BEGIN

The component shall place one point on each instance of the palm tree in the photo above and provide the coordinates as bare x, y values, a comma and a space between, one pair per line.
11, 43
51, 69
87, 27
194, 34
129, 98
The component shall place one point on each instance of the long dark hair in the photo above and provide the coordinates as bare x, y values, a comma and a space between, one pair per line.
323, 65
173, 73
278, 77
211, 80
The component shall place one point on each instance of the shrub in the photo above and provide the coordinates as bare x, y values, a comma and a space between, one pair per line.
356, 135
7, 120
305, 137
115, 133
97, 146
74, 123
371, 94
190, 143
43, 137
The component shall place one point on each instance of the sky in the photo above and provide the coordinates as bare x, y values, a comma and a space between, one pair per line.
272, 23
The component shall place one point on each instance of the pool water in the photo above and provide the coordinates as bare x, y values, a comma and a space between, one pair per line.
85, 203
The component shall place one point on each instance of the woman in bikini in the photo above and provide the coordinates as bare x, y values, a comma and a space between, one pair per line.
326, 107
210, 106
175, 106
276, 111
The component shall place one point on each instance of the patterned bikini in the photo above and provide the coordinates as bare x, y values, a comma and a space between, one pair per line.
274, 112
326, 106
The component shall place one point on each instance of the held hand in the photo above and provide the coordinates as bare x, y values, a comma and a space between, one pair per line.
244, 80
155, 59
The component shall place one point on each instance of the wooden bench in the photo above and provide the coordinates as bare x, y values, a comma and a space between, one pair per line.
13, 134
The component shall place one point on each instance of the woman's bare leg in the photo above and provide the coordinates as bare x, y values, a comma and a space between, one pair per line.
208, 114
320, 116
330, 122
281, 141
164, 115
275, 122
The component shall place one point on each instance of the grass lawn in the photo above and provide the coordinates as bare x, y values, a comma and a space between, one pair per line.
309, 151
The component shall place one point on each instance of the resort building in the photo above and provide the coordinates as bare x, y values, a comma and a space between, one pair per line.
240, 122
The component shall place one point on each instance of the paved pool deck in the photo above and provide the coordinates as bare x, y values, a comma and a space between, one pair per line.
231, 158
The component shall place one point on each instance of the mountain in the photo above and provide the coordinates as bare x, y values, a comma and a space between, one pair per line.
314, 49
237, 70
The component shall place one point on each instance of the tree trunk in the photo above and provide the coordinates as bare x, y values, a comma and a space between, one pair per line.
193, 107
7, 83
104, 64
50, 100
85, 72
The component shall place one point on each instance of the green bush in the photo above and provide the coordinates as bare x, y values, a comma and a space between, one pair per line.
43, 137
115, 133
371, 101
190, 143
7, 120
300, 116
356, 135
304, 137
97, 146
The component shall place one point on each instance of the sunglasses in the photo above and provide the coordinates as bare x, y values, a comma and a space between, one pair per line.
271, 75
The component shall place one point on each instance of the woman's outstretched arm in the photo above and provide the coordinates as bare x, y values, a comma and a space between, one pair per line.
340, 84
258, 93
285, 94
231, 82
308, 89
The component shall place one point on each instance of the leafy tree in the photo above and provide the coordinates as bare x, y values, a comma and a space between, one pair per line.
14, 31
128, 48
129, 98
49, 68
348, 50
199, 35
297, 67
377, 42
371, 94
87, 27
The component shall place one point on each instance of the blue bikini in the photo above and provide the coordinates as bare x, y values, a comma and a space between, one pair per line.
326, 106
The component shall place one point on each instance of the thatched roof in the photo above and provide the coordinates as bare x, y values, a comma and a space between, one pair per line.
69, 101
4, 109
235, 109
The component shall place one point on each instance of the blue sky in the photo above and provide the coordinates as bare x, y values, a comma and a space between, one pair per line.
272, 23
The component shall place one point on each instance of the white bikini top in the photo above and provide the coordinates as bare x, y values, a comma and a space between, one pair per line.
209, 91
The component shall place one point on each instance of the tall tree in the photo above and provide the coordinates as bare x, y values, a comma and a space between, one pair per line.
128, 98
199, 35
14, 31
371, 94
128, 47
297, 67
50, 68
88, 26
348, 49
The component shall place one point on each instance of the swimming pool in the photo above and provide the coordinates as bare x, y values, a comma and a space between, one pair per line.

END

Rewrite all of the data above as a single numbered list, omitting any blank lines.

1. The component shall place one point on each instance of the palm tree in the photo above and provide the coordinates as bare x, y values, a comma and a space between, one pair per line.
2. 11, 43
3. 51, 69
4. 87, 27
5. 194, 34
6. 129, 98
7. The component shall place one point on each instance of the long dark hair in the photo above and provide the coordinates as bare x, y values, a comma and a space between, one pair per line.
8. 323, 65
9. 173, 73
10. 278, 77
11. 211, 80
12. The component shall place one point on each instance of the shrub in the photo above and provide the coordinates as bare x, y values, a comma and a space between, one pair per line.
13. 356, 135
14. 7, 120
15. 305, 137
16. 115, 133
17. 97, 146
18. 74, 123
19. 371, 94
20. 190, 143
21. 43, 137
22. The component shall place one point on each instance of the sky in the photo above and provide the coordinates as bare x, y values, a comma and a space between, one pair per line.
23. 272, 23
24. The component shall place one point on each instance of the pool water in the photo above and provide the coordinates as bare x, y values, a comma and a space between, one pair per line.
25. 85, 203
26. The component shall place one point on each instance of the woman in bikini in the photo above and provide the coordinates as bare x, y values, a comma and a space between, one pair per line.
27. 326, 107
28. 210, 106
29. 175, 106
30. 276, 111
31. The component shall place one point on each instance of the patterned bikini in the photo above and provide the coordinates as bare x, y values, a comma and a space between, one pair per line.
32. 274, 112
33. 326, 106
34. The component shall place one point on each instance of the held hand in the photo above and provide the coordinates as bare x, y values, a comma and a space between, one pair per line.
35. 244, 80
36. 155, 59
37. The component shall place one point on each instance of the wooden bench in the photo above and provide the coordinates as bare x, y values, a comma and a space between, one pair per line.
38. 13, 134
39. The component shall place one point on each instance of the woman's bare leg in the photo above and provide the coordinates as bare x, y values, a comma and a space between, one pair per line.
40. 208, 114
41. 320, 116
42. 330, 122
43. 281, 141
44. 164, 115
45. 275, 122
46. The component shall place one point on each instance of the grass lawn in the photo above and provide the coordinates as bare x, y values, a comma and a space between, one pair per line.
47. 309, 151
48. The component shall place one point on each instance of the resort building in the photo above and provide the coordinates as bare x, y values, a comma and a space between, one pair per line.
49. 240, 122
50. The component shall place one point on each instance of the paved pool deck in the photo above and provide the coordinates as bare x, y values, a comma and a space between, one pair per line.
51. 231, 158
52. The component shall place one point on each instance of the mountain in the photo above and provide the coordinates as bare x, y values, a comma and a space between, one pair per line.
53. 314, 49
54. 237, 70
55. The component shall place one point on each instance of the tree trunk in the photo above and provide the coordinates as bare x, y values, a comma and a space between, one pair per line.
56. 193, 107
57. 7, 83
58. 104, 64
59. 50, 100
60. 85, 72
61. The component shall place one point on each instance of the green bush in the photo above and provide the coordinates as bare x, y values, a comma and a space between, one pair per line.
62. 43, 137
63. 115, 133
64. 371, 101
65. 190, 143
66. 7, 120
67. 300, 116
68. 356, 135
69. 304, 137
70. 97, 146
71. The component shall place one point on each instance of the sunglasses in the photo above and provide the coordinates as bare x, y values, a comma and a space between, one pair per line.
72. 271, 75
73. The component shall place one point on each instance of the woman's outstretched arm in the photo above and provide the coordinates as bare x, y values, a comma and a space between, one pair per line.
74. 340, 84
75. 258, 93
76. 285, 94
77. 231, 82
78. 308, 89
79. The component shall place one point on each instance of the leafy tree in the photo above and provide the coordinates as bare x, y values, a comma and a space between, one pair per line.
80. 14, 31
81. 128, 48
82. 129, 98
83. 49, 68
84. 348, 50
85. 199, 35
86. 297, 67
87. 377, 42
88. 371, 94
89. 87, 27
90. The component shall place one point on each instance of the blue bikini in the photo above and provide the coordinates as bare x, y values, a comma and a space between, one pair per line.
91. 326, 106
92. The component shall place one point on each instance of the thatched roof in the photo above and provide the coordinates as bare x, y values, a comma and a space between, one pair per line.
93. 69, 101
94. 4, 109
95. 235, 109
96. The component shall place one point on each instance of the blue sky in the photo above and provide the coordinates as bare x, y values, a comma and a space between, one pair per line.
97. 272, 23
98. The component shall place one point on each instance of the white bikini top in the photo above and provide the coordinates as bare x, y values, a comma and a space between, one pair per line.
99. 209, 91
100. The component shall place one point on each instance of the tall tree in the photo above and provide the coordinates as bare x, y values, a comma and a space between, one pair per line.
101. 128, 98
102. 199, 35
103. 14, 31
104. 371, 94
105. 128, 47
106. 297, 67
107. 50, 68
108. 88, 26
109. 348, 49
110. The component shall place one point on each instance of the swimming pool in the photo above and provide the coordinates as bare x, y values, a comma and a space between, one pair per line.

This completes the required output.